» Page excerpt
Winnibigoshish is latest lake infested with zebra mussels
Deer River, Minn. — The DNR announced last week that Lake Winnibigoshish is the latest lake in the state to be infested with zebra mussels.
DNR Fisheries water-sampling efforts last summer detected two veligers, or larval zebra mussels. The samples recently were tested, and the lake and connected waters were designated as infested waters.
Additional water samples didn’t show more veligers, and adult zebra mussels haven’t been found in the 58,500-acre lake.
“The size of the lake may delay locating an adult population, but the presence of veligers suggests there is likely a reproducing population in the lake,” Rich Rezanka, a DNR invasive species specialist, said in a release.
It’s difficult to say how zebes will affect the lake, which also is home to invasive faucet snails. Gerry Albert, DNR large lake specialist for Winnie, is heartened that some lakes – such as Winnebago in Wisconsin – have had zebra mussels for decades, but “from what I understand, (there’s been) no real negative effects on fish populations,” he said.
“We’re really early yet, and I don’t know if we know the final outcome anywhere,” Albert said.
Since Winnie is upstream from other waters that have zebra mussels, DNR officials say the infestation is the result of “overland spread,” which is preventable, said Ann Pierce, DNR invasive species unit supervisor.
“Our laws are designed to prevent that,” she said. “If we all follow the laws and understand the laws and take responsibility, that is preventable,” she said.
While the lake, the fourth-largest in the state, now has two types of invasive snails – faucet snails and zebes – it’s not likely they will help or hurt one another, said Gary Montz, a DNR research scientist.

Saved entries:

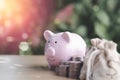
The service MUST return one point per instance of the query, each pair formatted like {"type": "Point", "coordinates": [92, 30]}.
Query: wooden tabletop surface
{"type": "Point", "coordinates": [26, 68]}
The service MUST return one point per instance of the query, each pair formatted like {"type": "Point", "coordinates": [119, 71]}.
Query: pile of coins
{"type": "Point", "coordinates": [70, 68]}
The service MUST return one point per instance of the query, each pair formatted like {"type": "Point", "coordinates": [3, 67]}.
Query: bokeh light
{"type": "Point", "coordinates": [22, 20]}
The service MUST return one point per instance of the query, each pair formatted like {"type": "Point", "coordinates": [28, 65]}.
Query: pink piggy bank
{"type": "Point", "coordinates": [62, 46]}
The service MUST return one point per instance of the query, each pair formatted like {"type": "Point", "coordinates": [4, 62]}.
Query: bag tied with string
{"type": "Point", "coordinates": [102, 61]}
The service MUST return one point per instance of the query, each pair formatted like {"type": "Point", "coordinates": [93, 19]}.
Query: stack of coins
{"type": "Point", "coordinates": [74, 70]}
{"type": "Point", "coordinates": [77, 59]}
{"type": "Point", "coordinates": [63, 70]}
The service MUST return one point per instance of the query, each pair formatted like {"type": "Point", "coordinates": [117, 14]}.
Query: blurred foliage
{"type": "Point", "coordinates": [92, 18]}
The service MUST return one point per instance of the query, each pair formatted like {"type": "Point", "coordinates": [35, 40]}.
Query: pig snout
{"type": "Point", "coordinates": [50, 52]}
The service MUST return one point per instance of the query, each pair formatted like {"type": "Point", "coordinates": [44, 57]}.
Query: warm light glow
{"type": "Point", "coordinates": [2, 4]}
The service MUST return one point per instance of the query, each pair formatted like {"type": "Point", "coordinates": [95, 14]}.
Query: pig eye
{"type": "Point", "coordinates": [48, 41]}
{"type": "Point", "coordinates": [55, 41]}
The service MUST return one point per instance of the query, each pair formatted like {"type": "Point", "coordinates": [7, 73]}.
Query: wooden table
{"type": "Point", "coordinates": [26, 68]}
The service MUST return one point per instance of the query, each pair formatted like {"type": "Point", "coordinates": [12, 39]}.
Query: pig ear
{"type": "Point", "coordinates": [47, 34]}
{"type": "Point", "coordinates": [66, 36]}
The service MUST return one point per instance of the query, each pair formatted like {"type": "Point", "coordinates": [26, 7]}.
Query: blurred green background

» Required action 1
Answer these from the Lake Winnibigoshish article:
(a) How many veligers did last summer's DNR water sampling detect?
(b) What is the acreage of the lake?
(c) Which Wisconsin lake does Gerry Albert cite as having had zebra mussels for decades?
» Required action 2
Write a continuation of the Lake Winnibigoshish article, starting after its last sentence.

» Response box 1
(a) Two
(b) 58,500 acres
(c) Winnebago

» Response box 2
“From what I can tell right now with the biology and ecology of both of these species, I don’t see positive interaction or synergistic interaction that one would exacerbate the impacts” of the other, he said.
Though Winnie hadn’t been infested previously with zebes, the DNR did have a presence at accesses, ensuring boaters didn’t have zebes or other invasives attached to their boats or trailers. In 2011, there were 58 hours of inspector time at two public accesses on the lake. In 2012, there were 133 hours.
That’s more inspection hours than other lakes that aren’t infested, Pierce said.
“Even though the lake was not infested, we still had hours on it because it is a highly used lake, and because it’s also infested with faucet snails,” she said.
In addition to Winnie, 13 other connected waters also will be designated as infested waters.
There will be additional sampling next spring and summer, including plankton tows (which are the reason for the discovery of the veligers), dives, shoreline searches, and coordination with resource partners on the lake and downstream waters.